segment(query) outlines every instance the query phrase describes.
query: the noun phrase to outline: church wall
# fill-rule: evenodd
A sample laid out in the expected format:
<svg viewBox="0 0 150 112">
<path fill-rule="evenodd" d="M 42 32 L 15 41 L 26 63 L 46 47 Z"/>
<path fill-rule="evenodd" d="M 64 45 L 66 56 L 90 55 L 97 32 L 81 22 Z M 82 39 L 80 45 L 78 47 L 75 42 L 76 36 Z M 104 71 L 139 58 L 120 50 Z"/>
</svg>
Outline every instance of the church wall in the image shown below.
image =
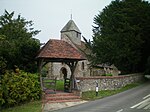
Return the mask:
<svg viewBox="0 0 150 112">
<path fill-rule="evenodd" d="M 74 48 L 76 48 L 75 45 L 71 42 L 70 38 L 69 38 L 66 34 L 64 34 L 64 33 L 61 34 L 61 40 L 67 42 L 68 44 L 70 44 L 70 45 L 72 45 Z"/>
<path fill-rule="evenodd" d="M 49 71 L 48 71 L 48 76 L 49 77 L 57 77 L 57 79 L 63 79 L 63 74 L 61 69 L 64 67 L 67 70 L 67 78 L 70 78 L 71 76 L 71 71 L 68 65 L 63 64 L 63 63 L 49 63 Z"/>
<path fill-rule="evenodd" d="M 84 68 L 83 68 L 84 63 Z M 90 76 L 90 69 L 87 65 L 88 61 L 80 61 L 78 62 L 75 69 L 75 77 L 88 77 Z M 49 63 L 48 77 L 57 77 L 58 80 L 63 80 L 63 74 L 61 69 L 64 67 L 67 70 L 67 78 L 70 78 L 71 71 L 68 65 L 62 63 Z"/>
<path fill-rule="evenodd" d="M 84 63 L 84 67 L 83 67 L 83 63 Z M 78 65 L 77 65 L 76 70 L 75 70 L 75 76 L 76 77 L 88 77 L 88 76 L 90 76 L 90 69 L 89 69 L 87 64 L 88 64 L 87 60 L 78 62 Z"/>
</svg>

#### Work instruction:
Every entry is to be transcribed exactly, but the pictures are to be left out.

#### Output below:
segment(query) outlines every instance the query phrase describes.
query: the noun phrase to outline: church wall
# fill-rule: evenodd
A sample laid out in the expected format:
<svg viewBox="0 0 150 112">
<path fill-rule="evenodd" d="M 42 32 L 15 41 L 26 63 L 46 47 Z"/>
<path fill-rule="evenodd" d="M 64 45 L 66 56 L 90 55 L 97 32 L 81 22 Z M 82 39 L 80 45 L 78 47 L 75 42 L 76 36 Z M 104 71 L 139 58 L 120 50 Z"/>
</svg>
Outline every instance of the church wall in the image shown below.
image =
Return the mask:
<svg viewBox="0 0 150 112">
<path fill-rule="evenodd" d="M 74 48 L 76 48 L 75 45 L 71 42 L 70 38 L 69 38 L 66 34 L 64 34 L 64 33 L 61 34 L 61 40 L 67 42 L 68 44 L 70 44 L 70 45 L 72 45 Z"/>
<path fill-rule="evenodd" d="M 49 71 L 48 71 L 48 76 L 49 77 L 57 77 L 57 79 L 63 79 L 63 74 L 61 69 L 64 67 L 67 70 L 67 78 L 70 78 L 71 76 L 71 71 L 68 65 L 63 64 L 63 63 L 49 63 Z"/>
<path fill-rule="evenodd" d="M 84 68 L 83 68 L 84 63 Z M 90 76 L 90 69 L 87 65 L 88 61 L 80 61 L 78 62 L 75 69 L 75 77 L 88 77 Z M 49 63 L 48 77 L 57 77 L 58 80 L 63 80 L 63 74 L 61 69 L 64 67 L 67 70 L 67 78 L 70 78 L 71 71 L 68 65 L 62 63 Z"/>
<path fill-rule="evenodd" d="M 84 63 L 84 67 L 83 67 L 83 63 Z M 78 65 L 77 65 L 76 70 L 75 70 L 75 76 L 76 77 L 88 77 L 88 76 L 90 76 L 90 69 L 89 69 L 87 64 L 88 64 L 87 60 L 78 62 Z"/>
</svg>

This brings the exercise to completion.